PROVIDED PASSAGE>
■ ■ ■ ■ ■ ■ ■
Metapackage approach is not the same for many reasons. 

First, I have seen Debian installations which doesn’t have internet access, but 
setup with many alternatives of the same application (e.g.: Java). 

Moreover, apt automatically purges its cache after a successful transaction.

As I said in my previous message, many things from browsers to pagers are 
configured over alternatives subsystem, and this will create tons of headache 
over many edge cases. 

Lastly, a user may have sudo privileges for update-alternatives, to switch 
stuff around if things prove to be problematic (e.g.: again Java, compilers, 
etc.) without having package management privileges (e.g.: remotely managed 
developer workstation).

Alternatives work fine as-is. Fiddling with it only open more can of worms down 
the line. It’s there for a reason to begin with. 

Cheers,

H.
■ ■ ■ ■ ■ ■ ■
DATASET RECORDS>
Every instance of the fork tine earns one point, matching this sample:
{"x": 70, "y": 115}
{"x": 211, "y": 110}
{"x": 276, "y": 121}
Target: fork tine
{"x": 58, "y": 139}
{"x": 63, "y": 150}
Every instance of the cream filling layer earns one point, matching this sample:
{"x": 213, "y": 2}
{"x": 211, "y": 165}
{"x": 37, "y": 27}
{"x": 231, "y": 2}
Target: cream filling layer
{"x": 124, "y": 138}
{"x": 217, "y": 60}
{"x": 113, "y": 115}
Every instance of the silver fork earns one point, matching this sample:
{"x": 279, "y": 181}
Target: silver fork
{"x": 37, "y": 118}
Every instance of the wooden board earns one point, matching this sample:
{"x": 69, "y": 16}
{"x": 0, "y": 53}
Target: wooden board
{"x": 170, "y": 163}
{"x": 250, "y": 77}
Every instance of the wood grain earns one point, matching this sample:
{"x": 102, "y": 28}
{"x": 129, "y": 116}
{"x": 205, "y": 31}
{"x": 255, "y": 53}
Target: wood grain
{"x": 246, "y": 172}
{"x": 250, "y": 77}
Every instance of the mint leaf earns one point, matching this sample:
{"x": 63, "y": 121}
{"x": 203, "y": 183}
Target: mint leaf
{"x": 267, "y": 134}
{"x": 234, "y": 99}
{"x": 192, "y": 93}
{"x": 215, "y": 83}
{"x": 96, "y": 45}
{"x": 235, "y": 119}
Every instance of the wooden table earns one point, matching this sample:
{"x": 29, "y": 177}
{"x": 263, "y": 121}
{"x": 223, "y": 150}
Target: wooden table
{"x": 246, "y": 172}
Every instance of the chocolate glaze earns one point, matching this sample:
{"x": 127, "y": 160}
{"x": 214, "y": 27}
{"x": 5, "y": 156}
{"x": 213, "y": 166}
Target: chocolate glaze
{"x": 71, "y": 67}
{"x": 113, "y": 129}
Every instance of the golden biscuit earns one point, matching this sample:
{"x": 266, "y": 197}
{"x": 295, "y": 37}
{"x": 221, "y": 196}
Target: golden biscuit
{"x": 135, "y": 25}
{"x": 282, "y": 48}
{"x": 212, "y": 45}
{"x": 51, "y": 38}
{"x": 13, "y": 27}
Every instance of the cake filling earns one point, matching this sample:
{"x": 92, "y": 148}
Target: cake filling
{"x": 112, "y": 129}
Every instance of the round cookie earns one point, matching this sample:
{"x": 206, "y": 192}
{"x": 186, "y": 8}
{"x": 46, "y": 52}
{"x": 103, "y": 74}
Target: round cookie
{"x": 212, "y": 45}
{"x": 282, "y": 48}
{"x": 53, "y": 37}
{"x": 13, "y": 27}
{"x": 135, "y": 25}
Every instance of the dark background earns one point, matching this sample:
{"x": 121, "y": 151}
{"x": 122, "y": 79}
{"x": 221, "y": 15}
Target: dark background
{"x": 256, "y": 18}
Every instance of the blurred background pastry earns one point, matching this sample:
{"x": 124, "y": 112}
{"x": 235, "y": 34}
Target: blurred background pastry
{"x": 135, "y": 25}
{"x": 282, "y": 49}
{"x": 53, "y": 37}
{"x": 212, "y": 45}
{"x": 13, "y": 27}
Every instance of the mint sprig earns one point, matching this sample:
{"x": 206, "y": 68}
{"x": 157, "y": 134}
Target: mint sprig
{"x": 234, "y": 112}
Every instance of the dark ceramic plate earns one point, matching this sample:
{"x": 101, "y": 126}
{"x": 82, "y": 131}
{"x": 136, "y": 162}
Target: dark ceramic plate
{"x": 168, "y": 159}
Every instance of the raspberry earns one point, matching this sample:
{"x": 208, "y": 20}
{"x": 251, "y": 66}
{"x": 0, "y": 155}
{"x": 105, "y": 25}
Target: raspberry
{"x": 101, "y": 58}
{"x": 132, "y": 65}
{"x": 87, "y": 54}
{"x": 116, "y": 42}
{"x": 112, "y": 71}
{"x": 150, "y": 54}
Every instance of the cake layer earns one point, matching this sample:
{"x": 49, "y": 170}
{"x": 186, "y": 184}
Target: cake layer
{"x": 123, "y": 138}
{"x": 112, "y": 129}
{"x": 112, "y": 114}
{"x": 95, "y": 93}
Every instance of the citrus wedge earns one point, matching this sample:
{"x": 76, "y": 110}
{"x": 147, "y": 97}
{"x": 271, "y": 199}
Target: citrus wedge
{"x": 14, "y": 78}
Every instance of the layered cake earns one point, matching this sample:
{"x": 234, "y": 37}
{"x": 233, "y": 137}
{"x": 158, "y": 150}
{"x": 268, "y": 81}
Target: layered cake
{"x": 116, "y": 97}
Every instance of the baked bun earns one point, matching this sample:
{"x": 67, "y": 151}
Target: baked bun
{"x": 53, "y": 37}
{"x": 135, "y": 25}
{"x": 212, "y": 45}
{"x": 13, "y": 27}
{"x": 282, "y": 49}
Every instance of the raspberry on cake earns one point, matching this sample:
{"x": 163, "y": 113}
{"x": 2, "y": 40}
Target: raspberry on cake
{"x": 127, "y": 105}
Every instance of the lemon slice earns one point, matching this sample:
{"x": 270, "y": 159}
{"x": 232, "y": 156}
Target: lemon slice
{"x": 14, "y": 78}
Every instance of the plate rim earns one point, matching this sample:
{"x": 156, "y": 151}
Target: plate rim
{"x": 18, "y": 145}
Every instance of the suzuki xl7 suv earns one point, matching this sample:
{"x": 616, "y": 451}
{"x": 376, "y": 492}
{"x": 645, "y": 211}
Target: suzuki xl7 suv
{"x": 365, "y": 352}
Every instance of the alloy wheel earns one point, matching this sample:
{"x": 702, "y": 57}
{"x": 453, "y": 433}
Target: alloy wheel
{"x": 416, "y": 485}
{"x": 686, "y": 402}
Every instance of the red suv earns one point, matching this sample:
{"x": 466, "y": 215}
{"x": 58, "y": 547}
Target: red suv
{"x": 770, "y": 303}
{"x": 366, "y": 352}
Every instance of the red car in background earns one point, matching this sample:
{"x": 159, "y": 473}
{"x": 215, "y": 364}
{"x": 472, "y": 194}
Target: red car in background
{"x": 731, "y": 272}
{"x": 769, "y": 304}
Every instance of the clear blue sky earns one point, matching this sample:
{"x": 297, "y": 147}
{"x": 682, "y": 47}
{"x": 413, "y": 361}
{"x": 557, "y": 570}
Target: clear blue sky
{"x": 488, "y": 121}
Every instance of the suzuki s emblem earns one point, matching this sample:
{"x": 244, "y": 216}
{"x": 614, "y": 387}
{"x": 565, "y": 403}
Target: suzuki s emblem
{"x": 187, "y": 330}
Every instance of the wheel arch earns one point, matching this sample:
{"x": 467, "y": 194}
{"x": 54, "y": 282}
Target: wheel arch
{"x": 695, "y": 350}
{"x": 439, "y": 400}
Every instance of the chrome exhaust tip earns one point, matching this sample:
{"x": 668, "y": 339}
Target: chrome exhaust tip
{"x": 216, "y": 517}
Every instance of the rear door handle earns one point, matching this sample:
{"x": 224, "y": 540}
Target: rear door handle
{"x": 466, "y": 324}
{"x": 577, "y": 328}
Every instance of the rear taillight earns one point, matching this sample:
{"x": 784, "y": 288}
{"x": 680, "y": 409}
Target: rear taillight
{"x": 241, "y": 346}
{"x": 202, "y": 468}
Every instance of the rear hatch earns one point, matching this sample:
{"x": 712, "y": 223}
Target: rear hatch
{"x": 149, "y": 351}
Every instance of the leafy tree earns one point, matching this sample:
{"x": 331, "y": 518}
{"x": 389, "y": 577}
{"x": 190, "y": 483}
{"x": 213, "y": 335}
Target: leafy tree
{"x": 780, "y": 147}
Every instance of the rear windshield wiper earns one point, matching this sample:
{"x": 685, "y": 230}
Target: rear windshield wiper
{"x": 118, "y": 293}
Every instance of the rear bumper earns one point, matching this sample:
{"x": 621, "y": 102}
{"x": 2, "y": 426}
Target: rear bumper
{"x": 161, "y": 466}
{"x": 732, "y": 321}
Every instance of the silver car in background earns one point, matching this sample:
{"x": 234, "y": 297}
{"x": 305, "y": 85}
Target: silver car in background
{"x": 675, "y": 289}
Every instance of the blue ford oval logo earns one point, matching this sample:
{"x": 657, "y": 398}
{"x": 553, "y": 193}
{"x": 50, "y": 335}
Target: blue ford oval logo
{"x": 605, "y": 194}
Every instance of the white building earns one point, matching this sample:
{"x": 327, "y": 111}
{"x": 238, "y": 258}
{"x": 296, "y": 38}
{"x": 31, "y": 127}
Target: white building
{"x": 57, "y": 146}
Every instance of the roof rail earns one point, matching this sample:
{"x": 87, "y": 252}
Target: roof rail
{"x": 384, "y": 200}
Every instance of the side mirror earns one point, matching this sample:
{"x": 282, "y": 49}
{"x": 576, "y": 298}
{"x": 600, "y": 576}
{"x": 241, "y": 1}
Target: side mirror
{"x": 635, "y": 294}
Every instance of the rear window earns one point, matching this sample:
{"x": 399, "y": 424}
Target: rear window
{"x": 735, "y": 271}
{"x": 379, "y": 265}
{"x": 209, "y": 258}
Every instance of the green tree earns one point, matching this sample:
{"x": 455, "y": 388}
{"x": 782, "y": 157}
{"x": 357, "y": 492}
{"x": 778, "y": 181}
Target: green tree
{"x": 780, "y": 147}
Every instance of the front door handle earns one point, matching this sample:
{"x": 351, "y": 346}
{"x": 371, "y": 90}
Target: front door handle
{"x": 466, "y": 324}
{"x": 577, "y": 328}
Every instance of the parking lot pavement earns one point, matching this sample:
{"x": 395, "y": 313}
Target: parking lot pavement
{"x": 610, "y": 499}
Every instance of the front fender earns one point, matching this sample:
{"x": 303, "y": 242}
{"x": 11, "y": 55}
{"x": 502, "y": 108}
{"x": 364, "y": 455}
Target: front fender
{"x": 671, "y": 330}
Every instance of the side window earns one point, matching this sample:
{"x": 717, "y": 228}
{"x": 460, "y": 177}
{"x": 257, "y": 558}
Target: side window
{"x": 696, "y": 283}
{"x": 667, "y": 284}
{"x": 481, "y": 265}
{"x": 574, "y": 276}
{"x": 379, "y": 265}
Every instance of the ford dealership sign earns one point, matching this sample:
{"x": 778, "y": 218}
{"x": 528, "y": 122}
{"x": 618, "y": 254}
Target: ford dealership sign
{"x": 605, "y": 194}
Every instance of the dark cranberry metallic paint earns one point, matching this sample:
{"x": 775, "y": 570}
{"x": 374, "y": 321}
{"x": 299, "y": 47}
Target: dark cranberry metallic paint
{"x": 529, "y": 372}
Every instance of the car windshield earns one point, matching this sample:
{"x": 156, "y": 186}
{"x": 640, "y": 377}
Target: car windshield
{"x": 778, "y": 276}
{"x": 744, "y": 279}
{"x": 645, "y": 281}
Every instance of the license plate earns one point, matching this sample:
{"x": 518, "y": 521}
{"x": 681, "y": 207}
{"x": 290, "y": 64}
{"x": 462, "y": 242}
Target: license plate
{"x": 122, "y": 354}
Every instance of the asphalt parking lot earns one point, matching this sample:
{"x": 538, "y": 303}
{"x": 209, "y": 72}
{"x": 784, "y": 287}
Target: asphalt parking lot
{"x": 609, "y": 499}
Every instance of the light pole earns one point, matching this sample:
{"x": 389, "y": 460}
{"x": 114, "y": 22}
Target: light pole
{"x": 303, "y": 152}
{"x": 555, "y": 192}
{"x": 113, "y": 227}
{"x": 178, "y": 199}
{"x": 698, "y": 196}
■ ■ ■ ■ ■ ■ ■
PROBLEMS>
1 – Write out the message on alternatives from "As I said in" to "developer workstation).".
2 – Pick out each line of the entries that contains the word "asphalt".

SOLUTIONS TO EACH TASK>
1 –
As I said in my previous message, many things from browsers to pagers are 
configured over alternatives subsystem, and this will create tons of headache 
over many edge cases. 

Lastly, a user may have sudo privileges for update-alternatives, to switch 
stuff around if things prove to be problematic (e.g.: again Java, compilers, 
etc.) without having package management privileges (e.g.: remotely managed 
developer workstation).

2 –
Every instance of the asphalt parking lot earns one point, matching this sample:
Target: asphalt parking lot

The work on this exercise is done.